Tasks to perform:
#1 In the excerpt on the Pfizer–BioNTech vaccine partnership, when was the final contract agreement signed?
#2 Resume the passage about the Pfizer–BioNTech vaccine partnership after its final sentence, keeping its tone and subject.

Excerpted text:
● ● ● ●
When Pfizer and BioNTech joined forces to develop a vaccine, the agreement was oral, and sealed with the COVID-19 era equivalent of a handshake, long before contracts were signed and even before a letter of understanding.
“We agreed to build a partnership for the vaccine, and that it had to happen quickly. ‘Time is life,’ we said. We knew that waiting for contracts to be done would take months. So, we nodded our heads in a Zoom call and started work. Three weeks later, we signed a letter of intent,” Bourla recalled.
“The final contract agreement that regulates the allocation of expenses and revenues was signed January 2021,” after the first vaccines had been shipped and administered. “Developing a vaccine wasn’t about getting the credit, or even about the partners. It was about the outcome,” Bourla emphasized.
“We had a monumental obligation to meet the hopes and needs of billions of people,” Bourla said. The best outcomes come when each partner focuses on what it has to do and what it knows how to do best…but quickly.”
Consequently, regulators and pharmaceutical developers have learned more efficient ways to bring safe, efficacious products to patients faster. Digital technology, for instance, accelerated numerous aspects of development including structuring clinical research centers to be faster, organizing sample logistics for near-real-time results, and conducting many research steps in parallel rather than sequentially, while minimizing waste. “We learned a lot about the processes that will change the way we do things forever,” Bourla said.
The world also learned a lot about the power of mRNA technology.
“With mRNA vaccines, we’ve only scratched the surface of what we can demonstrate.” Many researchers now are exploring additional applications. “We will see great things from this technology,” he predicted.
One of the remaining challenges, regarding COVID-19, is overcoming vaccine hesitancy. “That was a consideration from day one,” Bourla recalled.
To do this, Pfizer included a diverse population in the clinical trials and, because the stakes were so high, engaged in unprecedented transparency.
● ● ● ●
Dataset extract:
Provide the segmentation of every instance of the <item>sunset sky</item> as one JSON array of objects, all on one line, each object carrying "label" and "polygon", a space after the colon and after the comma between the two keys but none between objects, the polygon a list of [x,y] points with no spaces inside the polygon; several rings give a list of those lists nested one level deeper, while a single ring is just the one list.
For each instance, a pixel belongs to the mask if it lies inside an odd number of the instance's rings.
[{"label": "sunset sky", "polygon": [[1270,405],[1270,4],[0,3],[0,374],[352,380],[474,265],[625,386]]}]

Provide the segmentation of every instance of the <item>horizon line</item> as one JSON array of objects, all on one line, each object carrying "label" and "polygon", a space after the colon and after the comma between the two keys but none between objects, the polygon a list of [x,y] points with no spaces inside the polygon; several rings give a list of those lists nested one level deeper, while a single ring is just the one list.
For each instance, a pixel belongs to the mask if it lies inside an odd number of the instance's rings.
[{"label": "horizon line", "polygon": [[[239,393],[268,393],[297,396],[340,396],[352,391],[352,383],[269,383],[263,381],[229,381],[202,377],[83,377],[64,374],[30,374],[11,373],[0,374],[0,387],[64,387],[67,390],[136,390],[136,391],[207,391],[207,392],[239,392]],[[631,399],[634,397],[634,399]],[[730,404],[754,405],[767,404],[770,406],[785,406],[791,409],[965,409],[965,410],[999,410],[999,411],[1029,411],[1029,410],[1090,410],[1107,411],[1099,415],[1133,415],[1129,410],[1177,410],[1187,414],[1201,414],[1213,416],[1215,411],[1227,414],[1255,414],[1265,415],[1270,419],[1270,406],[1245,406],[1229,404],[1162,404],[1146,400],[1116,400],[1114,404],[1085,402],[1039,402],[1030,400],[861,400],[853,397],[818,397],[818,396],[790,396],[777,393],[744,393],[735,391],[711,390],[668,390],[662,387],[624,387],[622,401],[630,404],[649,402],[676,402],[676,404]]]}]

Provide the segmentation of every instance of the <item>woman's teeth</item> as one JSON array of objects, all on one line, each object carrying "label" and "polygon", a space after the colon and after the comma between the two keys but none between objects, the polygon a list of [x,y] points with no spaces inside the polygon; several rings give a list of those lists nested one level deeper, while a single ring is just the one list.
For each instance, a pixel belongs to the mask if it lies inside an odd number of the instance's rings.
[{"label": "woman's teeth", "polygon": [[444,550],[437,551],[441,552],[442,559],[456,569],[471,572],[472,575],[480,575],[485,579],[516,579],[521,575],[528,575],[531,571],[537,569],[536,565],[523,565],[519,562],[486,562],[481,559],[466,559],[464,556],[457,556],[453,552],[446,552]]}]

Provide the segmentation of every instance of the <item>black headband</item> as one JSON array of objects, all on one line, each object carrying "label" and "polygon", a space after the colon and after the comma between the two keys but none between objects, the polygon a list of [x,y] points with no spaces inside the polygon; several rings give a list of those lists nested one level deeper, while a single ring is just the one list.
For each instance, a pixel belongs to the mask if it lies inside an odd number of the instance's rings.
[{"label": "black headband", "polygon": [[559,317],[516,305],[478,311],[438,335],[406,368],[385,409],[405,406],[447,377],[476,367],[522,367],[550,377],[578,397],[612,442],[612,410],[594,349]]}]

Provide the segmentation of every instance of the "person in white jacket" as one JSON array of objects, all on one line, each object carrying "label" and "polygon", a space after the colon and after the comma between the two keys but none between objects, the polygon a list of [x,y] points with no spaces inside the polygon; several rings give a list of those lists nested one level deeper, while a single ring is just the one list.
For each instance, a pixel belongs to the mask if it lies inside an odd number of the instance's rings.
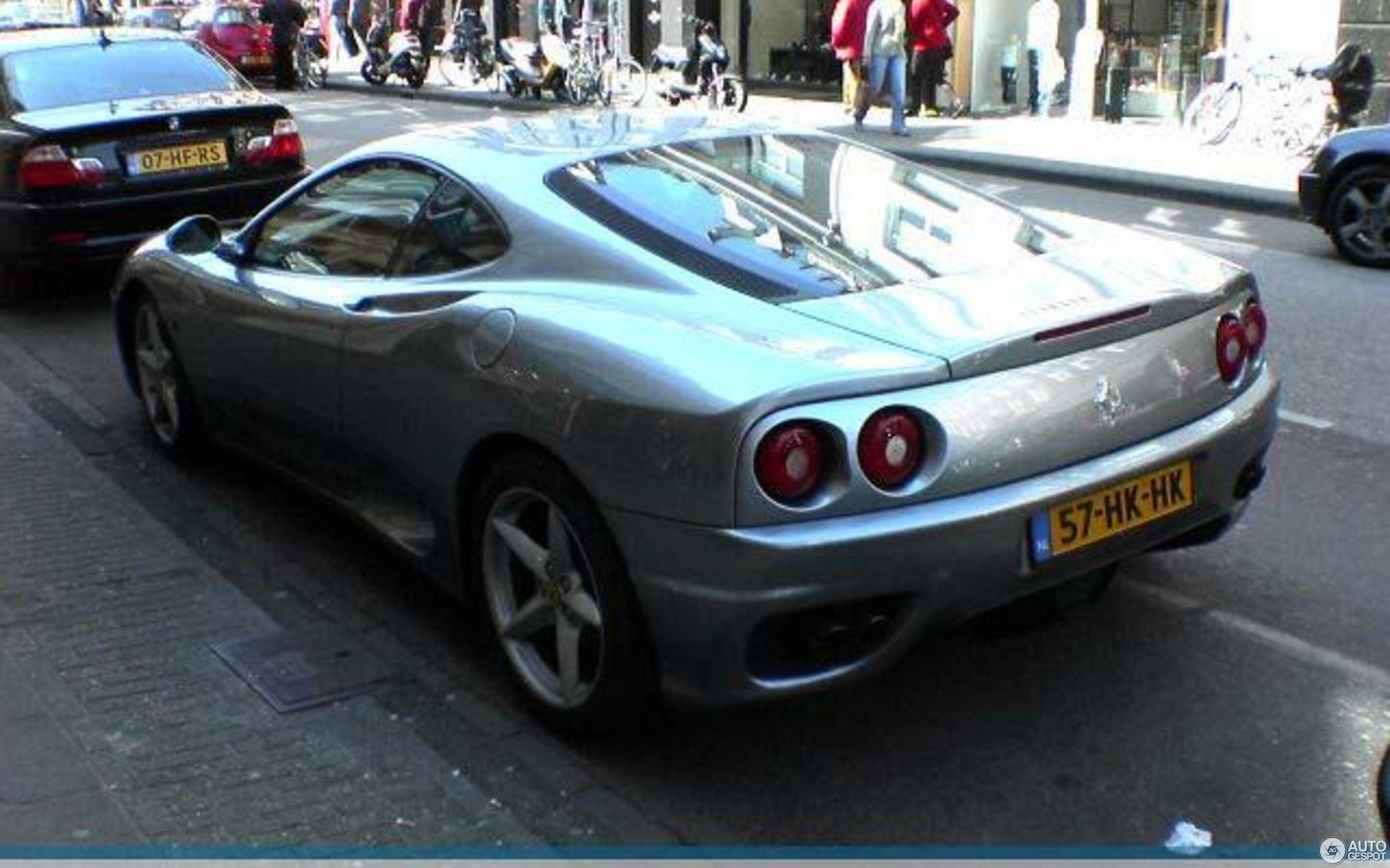
[{"label": "person in white jacket", "polygon": [[1056,0],[1033,0],[1029,7],[1029,114],[1047,114],[1056,75],[1056,32],[1062,10]]},{"label": "person in white jacket", "polygon": [[903,101],[908,97],[908,6],[903,0],[873,0],[865,22],[865,62],[867,81],[859,89],[855,106],[855,129],[863,129],[869,106],[888,87],[892,101],[890,131],[895,136],[908,135]]}]

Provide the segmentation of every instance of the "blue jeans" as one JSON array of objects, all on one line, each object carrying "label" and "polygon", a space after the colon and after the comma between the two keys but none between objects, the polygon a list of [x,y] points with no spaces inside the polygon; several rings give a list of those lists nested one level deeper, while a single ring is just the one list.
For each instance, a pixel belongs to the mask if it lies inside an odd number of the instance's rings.
[{"label": "blue jeans", "polygon": [[[884,81],[887,79],[887,82]],[[902,103],[908,97],[908,60],[899,54],[874,54],[869,58],[869,78],[865,82],[865,93],[859,97],[859,107],[855,111],[855,121],[863,121],[884,85],[888,85],[888,99],[892,100],[894,132],[908,129],[908,121],[902,117]]]}]

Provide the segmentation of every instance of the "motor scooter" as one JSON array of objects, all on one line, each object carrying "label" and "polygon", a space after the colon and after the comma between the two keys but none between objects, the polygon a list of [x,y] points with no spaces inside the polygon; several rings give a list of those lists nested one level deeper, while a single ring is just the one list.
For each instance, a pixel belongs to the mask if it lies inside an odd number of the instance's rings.
[{"label": "motor scooter", "polygon": [[1332,87],[1327,121],[1334,131],[1359,126],[1359,115],[1371,106],[1371,92],[1376,83],[1376,61],[1355,43],[1337,49],[1337,56],[1326,67],[1312,71],[1314,78]]},{"label": "motor scooter", "polygon": [[439,71],[455,86],[468,86],[492,75],[496,57],[488,25],[478,10],[459,4],[439,60]]},{"label": "motor scooter", "polygon": [[414,33],[392,33],[389,24],[378,18],[367,31],[366,49],[361,76],[367,83],[385,85],[392,75],[417,90],[425,83],[425,56]]},{"label": "motor scooter", "polygon": [[502,86],[516,97],[539,97],[549,90],[562,103],[569,101],[571,60],[570,47],[555,33],[543,33],[539,42],[513,37],[498,43]]},{"label": "motor scooter", "polygon": [[744,79],[728,74],[730,54],[713,22],[692,18],[695,36],[685,47],[663,44],[652,51],[655,93],[671,106],[703,97],[713,110],[748,107]]}]

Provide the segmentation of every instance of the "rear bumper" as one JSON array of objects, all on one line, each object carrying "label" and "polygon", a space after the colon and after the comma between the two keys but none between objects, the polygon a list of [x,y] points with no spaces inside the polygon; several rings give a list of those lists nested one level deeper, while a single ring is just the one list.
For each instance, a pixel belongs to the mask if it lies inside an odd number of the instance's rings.
[{"label": "rear bumper", "polygon": [[307,174],[300,168],[217,186],[82,203],[0,203],[0,258],[25,267],[118,260],[190,214],[245,221]]},{"label": "rear bumper", "polygon": [[[614,510],[607,519],[671,699],[724,704],[805,693],[887,667],[931,626],[1219,533],[1258,483],[1277,399],[1279,383],[1265,367],[1236,400],[1165,435],[1015,483],[892,510],[742,529]],[[1194,467],[1193,507],[1083,551],[1033,561],[1034,514],[1184,458]],[[759,672],[755,651],[766,647],[770,625],[826,611],[877,619],[874,642],[820,668]]]}]

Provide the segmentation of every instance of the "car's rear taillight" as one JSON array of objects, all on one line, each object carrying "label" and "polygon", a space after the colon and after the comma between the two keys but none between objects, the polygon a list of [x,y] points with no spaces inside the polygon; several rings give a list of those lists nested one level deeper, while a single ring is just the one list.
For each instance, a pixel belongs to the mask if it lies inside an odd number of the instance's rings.
[{"label": "car's rear taillight", "polygon": [[19,160],[19,187],[25,190],[53,190],[89,187],[106,179],[100,160],[71,158],[57,144],[40,144]]},{"label": "car's rear taillight", "polygon": [[1232,314],[1226,314],[1216,324],[1216,369],[1227,383],[1240,376],[1240,369],[1250,354],[1245,343],[1245,325]]},{"label": "car's rear taillight", "polygon": [[895,489],[922,465],[924,439],[922,422],[906,410],[880,410],[859,431],[859,468],[880,489]]},{"label": "car's rear taillight", "polygon": [[289,118],[275,121],[268,136],[256,136],[246,143],[246,162],[263,165],[267,162],[304,161],[304,142],[299,137],[299,126]]},{"label": "car's rear taillight", "polygon": [[809,422],[787,422],[758,444],[753,472],[773,499],[795,503],[812,494],[824,475],[828,446]]},{"label": "car's rear taillight", "polygon": [[1265,336],[1269,333],[1265,307],[1259,301],[1247,301],[1240,322],[1245,326],[1245,349],[1255,356],[1265,347]]}]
● ● ● ●
Answer set:
#1 January 2021

#2
“Before the pandemic, we never made public the detailed trial protocol,” Bourla continued. “We gave it to the regulators. For the pandemic, though, we did. We wanted everybody to be able to see how we did things. We continued being transparent about everything we faced. We published the preliminary results on a server rather than waiting until we had conclusive results. We considered it a ‘must.’ We put all the information in front of the people as soon as possible.
“At the end of the day,” he said, “it’s not Pfizer that makes the difference (regarding vaccine acceptance), but everyone – politicians, journalists, friends, mothers, community leaders…. The vast majority of people are afraid, and fear isn’t rational…so, this isn’t a data issue.”
Instead, Bourla said, “You need to speak to people’s instincts. They are very good people. Explain that vaccines are taken not only to protect yourself but to protect society. If you succumb to COVID-19, the ones who will be more vulnerable are the ones you love the most, those you hug and kiss in the coming months.
“The last thing we should do is be critical, or challenging or disparaging of these people. They have a real fear.”
In the end, “Science will win,” he said, echoing the theme of the PR campaign Pfizer began during the height of the pandemic. Now, as that is being proven with treatments, vaccines, and diagnostics,
“There is a renewed hope and trust in science – and biological sciences in particular. I see this with leaders and with everyday people,” he said. “There’s a huge trend in terms of young people wanting to work in biotech, because that is what really saved the world. The win of science over the virus will have a lasting impact on people.”